Find the line that contains "Every instance of the flat" and print it and every line after it, exactly, please.
** start Records to use **
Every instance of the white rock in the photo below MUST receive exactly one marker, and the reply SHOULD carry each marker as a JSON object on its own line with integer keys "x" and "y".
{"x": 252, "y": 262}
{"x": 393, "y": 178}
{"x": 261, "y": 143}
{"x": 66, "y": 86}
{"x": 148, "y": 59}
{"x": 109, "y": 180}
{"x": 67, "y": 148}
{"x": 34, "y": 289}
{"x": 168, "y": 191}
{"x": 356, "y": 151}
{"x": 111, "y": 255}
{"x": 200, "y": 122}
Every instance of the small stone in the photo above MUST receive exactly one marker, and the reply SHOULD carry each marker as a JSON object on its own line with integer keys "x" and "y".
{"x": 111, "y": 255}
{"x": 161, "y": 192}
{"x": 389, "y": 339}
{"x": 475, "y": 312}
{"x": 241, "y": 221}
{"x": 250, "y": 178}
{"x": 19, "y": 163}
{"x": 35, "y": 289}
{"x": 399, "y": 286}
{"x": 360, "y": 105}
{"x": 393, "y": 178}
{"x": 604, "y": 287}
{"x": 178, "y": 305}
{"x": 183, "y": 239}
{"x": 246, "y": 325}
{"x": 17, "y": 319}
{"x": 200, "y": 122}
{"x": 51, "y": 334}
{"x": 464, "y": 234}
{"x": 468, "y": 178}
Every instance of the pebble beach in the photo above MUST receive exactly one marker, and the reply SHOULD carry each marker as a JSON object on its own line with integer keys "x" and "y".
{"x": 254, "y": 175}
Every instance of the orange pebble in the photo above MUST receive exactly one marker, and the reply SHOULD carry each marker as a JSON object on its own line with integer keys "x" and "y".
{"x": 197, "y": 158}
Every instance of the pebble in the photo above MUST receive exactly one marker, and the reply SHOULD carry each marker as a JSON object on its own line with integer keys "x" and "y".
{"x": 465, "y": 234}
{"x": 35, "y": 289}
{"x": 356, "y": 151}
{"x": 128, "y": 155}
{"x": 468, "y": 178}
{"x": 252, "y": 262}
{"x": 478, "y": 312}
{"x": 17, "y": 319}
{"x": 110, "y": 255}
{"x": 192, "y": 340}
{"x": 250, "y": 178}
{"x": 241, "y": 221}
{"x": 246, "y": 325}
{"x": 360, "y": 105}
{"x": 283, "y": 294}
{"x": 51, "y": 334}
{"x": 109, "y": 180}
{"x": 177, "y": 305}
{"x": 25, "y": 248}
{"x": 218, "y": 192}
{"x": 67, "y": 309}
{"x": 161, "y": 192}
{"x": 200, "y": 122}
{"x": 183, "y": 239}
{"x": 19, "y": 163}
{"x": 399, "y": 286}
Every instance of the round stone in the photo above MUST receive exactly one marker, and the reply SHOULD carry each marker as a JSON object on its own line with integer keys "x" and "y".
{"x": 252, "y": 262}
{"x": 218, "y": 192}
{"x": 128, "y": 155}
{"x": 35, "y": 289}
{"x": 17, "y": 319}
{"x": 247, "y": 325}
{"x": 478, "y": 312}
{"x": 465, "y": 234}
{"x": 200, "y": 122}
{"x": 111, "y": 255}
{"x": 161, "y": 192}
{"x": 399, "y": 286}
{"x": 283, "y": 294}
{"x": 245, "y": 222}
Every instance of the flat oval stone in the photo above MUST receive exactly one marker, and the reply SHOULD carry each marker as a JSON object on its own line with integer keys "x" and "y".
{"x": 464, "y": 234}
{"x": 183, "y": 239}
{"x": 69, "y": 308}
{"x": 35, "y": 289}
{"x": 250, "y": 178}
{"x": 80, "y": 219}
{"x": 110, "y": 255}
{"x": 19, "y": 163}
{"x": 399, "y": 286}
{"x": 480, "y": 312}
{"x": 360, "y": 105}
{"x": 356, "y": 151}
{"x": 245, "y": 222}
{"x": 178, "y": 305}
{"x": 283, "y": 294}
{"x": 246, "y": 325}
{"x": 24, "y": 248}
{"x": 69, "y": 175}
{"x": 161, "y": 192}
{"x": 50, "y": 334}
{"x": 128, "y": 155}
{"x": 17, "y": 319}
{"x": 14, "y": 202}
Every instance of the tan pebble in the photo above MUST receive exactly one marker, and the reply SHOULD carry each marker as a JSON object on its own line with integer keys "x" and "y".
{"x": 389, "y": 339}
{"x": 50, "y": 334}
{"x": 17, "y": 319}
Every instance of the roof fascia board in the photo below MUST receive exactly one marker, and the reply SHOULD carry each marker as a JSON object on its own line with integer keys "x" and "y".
** end Records to use **
Exercise response:
Every instance of the flat oval stone in the photo above MUST receive exactly one marker, and the reply SHOULD carry each marker as a JSON object on its own line with integer keys "x" and "y".
{"x": 464, "y": 234}
{"x": 183, "y": 239}
{"x": 69, "y": 308}
{"x": 35, "y": 289}
{"x": 250, "y": 178}
{"x": 80, "y": 219}
{"x": 110, "y": 255}
{"x": 19, "y": 163}
{"x": 399, "y": 286}
{"x": 480, "y": 312}
{"x": 360, "y": 105}
{"x": 356, "y": 151}
{"x": 245, "y": 222}
{"x": 178, "y": 305}
{"x": 283, "y": 294}
{"x": 246, "y": 325}
{"x": 24, "y": 248}
{"x": 69, "y": 175}
{"x": 161, "y": 192}
{"x": 50, "y": 334}
{"x": 128, "y": 155}
{"x": 17, "y": 319}
{"x": 14, "y": 202}
Every instance of the tan pebble in the photo above MUST receive exactly one marker, and the reply SHOULD carry each marker as a JSON object on its own line with integer keys "x" and "y".
{"x": 389, "y": 339}
{"x": 50, "y": 334}
{"x": 17, "y": 319}
Every instance of the roof fascia board in the photo below MUST receive exactly one marker, and the reply SHOULD carry each marker as a JSON object on its own line with integer keys "x" and "y".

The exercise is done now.